Copy out the lines word for word, from the start of the records up to and including the line with "[(528, 256), (553, 179), (514, 305)]".

— START EXERCISE DATA —

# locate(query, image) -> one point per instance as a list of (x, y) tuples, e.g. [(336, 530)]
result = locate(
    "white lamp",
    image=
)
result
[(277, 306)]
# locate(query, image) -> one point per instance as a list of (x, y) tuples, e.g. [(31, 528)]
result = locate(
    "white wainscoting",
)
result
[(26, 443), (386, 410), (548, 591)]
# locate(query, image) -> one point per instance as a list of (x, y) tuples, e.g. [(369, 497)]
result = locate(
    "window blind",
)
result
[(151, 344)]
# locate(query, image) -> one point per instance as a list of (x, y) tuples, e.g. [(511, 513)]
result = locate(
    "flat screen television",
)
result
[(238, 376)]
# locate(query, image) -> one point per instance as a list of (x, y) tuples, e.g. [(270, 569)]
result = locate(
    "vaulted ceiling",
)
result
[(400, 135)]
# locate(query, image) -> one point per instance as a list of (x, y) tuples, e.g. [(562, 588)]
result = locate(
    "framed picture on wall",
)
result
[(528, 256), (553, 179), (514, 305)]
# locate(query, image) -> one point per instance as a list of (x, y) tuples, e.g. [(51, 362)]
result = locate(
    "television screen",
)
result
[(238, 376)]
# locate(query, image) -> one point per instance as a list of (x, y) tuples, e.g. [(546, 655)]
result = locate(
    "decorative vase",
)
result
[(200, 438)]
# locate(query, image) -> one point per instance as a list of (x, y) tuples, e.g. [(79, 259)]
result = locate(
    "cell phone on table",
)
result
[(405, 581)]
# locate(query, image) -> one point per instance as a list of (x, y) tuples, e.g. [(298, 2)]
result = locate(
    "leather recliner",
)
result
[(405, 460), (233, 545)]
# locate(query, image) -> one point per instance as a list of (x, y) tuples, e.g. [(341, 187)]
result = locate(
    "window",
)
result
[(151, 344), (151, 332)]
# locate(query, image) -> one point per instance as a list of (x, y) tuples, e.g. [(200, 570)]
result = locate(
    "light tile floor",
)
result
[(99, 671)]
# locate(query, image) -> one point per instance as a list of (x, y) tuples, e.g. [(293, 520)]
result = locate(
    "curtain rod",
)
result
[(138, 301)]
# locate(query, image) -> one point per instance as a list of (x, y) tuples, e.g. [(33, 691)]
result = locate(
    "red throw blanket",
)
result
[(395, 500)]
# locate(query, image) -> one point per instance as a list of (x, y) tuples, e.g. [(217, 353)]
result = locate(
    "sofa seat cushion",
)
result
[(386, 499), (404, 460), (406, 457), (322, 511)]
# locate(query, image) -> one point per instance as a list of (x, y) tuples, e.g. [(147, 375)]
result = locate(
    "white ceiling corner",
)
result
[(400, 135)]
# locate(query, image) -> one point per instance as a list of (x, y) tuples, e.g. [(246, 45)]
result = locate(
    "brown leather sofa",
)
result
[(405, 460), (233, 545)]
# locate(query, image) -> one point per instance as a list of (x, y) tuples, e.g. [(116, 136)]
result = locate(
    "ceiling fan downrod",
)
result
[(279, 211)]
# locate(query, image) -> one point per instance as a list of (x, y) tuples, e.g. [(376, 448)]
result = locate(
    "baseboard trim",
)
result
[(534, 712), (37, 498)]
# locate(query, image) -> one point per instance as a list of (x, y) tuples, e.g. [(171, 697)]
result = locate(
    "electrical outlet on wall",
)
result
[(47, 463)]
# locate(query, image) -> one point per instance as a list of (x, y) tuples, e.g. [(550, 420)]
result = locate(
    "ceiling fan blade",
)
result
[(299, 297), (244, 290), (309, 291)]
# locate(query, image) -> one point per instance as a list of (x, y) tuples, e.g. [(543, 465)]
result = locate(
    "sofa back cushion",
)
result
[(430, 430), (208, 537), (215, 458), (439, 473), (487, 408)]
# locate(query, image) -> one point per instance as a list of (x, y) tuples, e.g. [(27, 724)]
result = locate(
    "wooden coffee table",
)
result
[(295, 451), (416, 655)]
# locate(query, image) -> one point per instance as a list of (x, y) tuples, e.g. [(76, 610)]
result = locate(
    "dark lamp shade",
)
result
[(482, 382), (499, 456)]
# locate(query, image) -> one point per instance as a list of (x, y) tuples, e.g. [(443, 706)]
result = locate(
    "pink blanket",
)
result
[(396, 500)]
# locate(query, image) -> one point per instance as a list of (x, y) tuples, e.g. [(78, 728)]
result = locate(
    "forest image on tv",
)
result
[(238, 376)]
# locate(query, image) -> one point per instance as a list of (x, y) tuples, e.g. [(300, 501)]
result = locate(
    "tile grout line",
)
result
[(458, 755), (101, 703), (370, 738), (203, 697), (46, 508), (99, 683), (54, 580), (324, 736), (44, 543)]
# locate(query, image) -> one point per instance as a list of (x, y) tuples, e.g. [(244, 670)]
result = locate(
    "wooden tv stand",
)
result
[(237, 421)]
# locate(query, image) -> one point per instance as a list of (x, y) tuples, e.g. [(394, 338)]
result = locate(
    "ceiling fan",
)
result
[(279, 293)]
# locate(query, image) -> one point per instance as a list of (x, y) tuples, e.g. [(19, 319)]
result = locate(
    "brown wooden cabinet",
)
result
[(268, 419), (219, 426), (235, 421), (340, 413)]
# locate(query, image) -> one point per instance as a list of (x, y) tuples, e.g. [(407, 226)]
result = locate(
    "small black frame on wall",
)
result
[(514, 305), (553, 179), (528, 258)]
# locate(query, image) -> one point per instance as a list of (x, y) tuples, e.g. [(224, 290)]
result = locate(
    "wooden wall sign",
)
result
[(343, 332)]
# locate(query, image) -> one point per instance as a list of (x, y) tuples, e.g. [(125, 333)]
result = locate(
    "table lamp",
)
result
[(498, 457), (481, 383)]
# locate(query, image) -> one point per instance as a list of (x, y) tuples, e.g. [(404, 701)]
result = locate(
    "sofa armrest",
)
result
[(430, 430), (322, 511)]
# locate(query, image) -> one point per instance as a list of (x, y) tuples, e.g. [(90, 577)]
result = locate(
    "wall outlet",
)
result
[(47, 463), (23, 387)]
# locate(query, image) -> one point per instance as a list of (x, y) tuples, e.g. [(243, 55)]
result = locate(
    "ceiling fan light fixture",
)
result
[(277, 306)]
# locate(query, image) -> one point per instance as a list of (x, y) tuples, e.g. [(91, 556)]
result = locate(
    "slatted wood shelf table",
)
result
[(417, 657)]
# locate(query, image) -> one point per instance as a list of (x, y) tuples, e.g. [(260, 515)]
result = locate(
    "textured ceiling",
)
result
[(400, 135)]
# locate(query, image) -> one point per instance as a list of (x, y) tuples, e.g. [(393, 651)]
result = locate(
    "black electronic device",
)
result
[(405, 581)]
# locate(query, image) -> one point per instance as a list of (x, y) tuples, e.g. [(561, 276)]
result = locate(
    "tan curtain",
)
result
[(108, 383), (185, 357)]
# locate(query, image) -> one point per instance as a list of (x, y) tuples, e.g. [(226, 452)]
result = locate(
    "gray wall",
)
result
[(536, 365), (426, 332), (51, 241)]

— END EXERCISE DATA —

• EXERCISE OUTPUT:
# locate(query, image) -> one point per instance as a list of (x, y) tuples, e.g. [(336, 530)]
result = locate(
    "white lamp",
    image=
)
result
[(277, 306)]
# locate(query, image) -> one point per instance as a list of (x, y) tuples, e.g. [(31, 528)]
result = locate(
    "white wainscoting",
)
result
[(26, 443), (386, 410), (548, 591)]
# locate(query, image) -> one point per instance as a list of (x, y) tuples, e.g. [(369, 497)]
result = locate(
    "window blind",
)
result
[(151, 344)]
# locate(query, image) -> one point per instance as a list of (x, y) tuples, e.g. [(511, 513)]
result = locate(
    "flat screen television",
)
result
[(238, 376)]
# locate(query, image) -> one point per instance as a list of (x, y) tuples, e.g. [(270, 569)]
result = locate(
    "vaulted ceiling",
)
result
[(400, 135)]
# locate(query, image) -> one point per instance as a list of (x, y) tuples, e.g. [(562, 588)]
result = locate(
    "framed picture on wall",
)
result
[(528, 256), (553, 179), (514, 305)]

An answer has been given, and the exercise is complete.